* _Work instructions_
Reproduce the rows below verbatim, starting at the line that contains "Reviewer note: see that each instance of the wooden fence rail" and continuing through the last line of the rows.

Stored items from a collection
========================================================================
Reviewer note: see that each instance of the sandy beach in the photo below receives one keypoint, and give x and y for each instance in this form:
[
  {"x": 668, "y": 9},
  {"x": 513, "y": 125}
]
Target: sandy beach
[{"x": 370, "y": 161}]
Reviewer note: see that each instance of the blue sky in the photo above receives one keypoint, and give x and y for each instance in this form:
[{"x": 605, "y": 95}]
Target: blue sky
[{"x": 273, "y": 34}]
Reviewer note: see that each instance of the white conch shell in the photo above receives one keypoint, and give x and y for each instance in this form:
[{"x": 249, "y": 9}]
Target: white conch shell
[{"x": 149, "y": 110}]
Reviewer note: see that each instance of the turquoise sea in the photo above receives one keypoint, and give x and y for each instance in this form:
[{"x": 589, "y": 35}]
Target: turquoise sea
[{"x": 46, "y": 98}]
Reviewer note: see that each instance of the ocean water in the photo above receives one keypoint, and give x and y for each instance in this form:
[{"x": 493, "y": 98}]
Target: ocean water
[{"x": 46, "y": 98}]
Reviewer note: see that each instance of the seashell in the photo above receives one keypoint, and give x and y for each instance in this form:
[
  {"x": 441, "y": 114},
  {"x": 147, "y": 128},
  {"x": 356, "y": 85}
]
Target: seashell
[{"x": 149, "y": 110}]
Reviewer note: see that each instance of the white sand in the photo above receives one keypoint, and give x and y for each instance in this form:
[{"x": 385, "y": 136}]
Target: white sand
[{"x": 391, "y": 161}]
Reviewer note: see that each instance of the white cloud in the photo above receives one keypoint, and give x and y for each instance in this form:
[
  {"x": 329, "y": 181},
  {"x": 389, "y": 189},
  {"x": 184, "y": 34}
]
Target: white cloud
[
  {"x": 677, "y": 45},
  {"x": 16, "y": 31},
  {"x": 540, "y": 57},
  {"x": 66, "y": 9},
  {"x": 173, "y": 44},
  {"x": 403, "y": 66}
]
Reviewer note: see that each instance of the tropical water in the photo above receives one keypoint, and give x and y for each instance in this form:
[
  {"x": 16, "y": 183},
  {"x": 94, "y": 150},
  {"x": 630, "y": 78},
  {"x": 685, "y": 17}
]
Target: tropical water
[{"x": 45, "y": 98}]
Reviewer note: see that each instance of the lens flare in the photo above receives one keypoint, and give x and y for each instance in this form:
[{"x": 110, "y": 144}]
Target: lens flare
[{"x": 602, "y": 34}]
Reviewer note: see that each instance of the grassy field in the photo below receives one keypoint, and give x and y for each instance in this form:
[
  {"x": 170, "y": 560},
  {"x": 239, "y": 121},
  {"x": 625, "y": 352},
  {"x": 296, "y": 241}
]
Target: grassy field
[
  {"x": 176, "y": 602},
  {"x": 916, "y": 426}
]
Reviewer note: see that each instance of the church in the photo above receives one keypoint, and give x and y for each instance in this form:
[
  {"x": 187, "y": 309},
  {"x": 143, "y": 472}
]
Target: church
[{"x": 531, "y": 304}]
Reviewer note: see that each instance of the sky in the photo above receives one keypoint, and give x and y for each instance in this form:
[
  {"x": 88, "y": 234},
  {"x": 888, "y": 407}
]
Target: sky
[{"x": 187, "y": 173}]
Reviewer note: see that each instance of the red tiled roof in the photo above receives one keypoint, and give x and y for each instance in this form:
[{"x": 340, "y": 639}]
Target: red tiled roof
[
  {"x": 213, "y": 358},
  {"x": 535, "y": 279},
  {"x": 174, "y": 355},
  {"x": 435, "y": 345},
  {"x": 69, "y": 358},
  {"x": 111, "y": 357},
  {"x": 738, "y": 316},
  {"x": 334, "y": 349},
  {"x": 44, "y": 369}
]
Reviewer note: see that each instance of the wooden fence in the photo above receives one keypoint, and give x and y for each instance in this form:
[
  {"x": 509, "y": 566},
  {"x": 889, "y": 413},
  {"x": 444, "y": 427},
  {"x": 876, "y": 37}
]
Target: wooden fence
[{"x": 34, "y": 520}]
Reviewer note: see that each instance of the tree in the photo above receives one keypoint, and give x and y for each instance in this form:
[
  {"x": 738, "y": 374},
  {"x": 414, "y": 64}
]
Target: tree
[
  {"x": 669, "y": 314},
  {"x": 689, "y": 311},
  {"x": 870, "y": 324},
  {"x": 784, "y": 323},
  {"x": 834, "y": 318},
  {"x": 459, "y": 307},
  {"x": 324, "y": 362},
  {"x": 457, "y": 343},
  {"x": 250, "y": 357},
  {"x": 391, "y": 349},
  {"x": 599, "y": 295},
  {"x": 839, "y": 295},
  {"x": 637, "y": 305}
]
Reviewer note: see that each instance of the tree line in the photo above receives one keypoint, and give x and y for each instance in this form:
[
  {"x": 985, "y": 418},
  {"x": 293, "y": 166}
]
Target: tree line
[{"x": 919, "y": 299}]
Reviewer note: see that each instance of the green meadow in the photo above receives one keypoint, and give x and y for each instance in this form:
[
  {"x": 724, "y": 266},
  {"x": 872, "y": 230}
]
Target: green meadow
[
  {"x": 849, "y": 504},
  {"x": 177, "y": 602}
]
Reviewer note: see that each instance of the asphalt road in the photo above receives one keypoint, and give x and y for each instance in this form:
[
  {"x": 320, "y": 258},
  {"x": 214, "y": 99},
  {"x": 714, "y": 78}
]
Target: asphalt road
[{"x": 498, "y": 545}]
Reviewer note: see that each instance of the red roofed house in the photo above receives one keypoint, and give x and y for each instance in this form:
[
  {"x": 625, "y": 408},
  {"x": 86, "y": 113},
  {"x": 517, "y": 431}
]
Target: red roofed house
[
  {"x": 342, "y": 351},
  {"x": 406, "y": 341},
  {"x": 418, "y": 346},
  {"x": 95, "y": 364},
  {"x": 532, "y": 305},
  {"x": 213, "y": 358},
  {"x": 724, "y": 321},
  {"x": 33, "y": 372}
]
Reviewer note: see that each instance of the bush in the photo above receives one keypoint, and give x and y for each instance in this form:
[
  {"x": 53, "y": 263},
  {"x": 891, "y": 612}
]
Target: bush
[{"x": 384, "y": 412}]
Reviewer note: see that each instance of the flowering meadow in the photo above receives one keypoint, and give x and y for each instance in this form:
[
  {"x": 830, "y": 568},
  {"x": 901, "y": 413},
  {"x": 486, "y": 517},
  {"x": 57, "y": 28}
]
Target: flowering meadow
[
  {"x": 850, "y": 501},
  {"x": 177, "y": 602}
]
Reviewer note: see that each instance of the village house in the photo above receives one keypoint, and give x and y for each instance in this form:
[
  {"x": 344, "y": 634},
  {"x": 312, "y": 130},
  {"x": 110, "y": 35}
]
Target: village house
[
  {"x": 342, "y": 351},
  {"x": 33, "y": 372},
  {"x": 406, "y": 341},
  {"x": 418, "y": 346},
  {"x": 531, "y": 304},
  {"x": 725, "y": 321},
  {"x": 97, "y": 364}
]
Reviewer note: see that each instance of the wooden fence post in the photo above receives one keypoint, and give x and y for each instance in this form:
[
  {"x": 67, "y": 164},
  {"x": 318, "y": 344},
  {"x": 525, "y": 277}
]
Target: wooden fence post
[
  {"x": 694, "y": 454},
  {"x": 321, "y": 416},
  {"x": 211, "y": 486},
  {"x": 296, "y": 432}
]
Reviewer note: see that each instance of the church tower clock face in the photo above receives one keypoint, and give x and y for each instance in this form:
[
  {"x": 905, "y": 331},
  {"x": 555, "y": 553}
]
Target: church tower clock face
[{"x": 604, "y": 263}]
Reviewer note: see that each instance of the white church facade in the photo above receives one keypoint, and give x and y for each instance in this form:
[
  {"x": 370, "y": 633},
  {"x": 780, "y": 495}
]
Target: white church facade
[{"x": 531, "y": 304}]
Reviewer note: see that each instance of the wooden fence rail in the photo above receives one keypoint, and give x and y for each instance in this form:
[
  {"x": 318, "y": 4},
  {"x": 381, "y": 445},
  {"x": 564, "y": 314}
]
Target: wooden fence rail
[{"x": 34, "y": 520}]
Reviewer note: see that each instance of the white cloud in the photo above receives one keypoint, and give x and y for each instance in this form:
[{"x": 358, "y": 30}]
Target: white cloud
========================================================================
* _The answer_
Reviewer note: see that each instance of the wooden fence rail in the photo above receives one keypoint, and give x and y for each instance in this form:
[
  {"x": 318, "y": 4},
  {"x": 381, "y": 445},
  {"x": 564, "y": 314}
]
Target: wooden fence rail
[{"x": 34, "y": 520}]
Reviewer note: see that each instance of the white cloud in the photo above receives one keypoint, and give x and y for each instance in this form:
[{"x": 358, "y": 30}]
Target: white cloud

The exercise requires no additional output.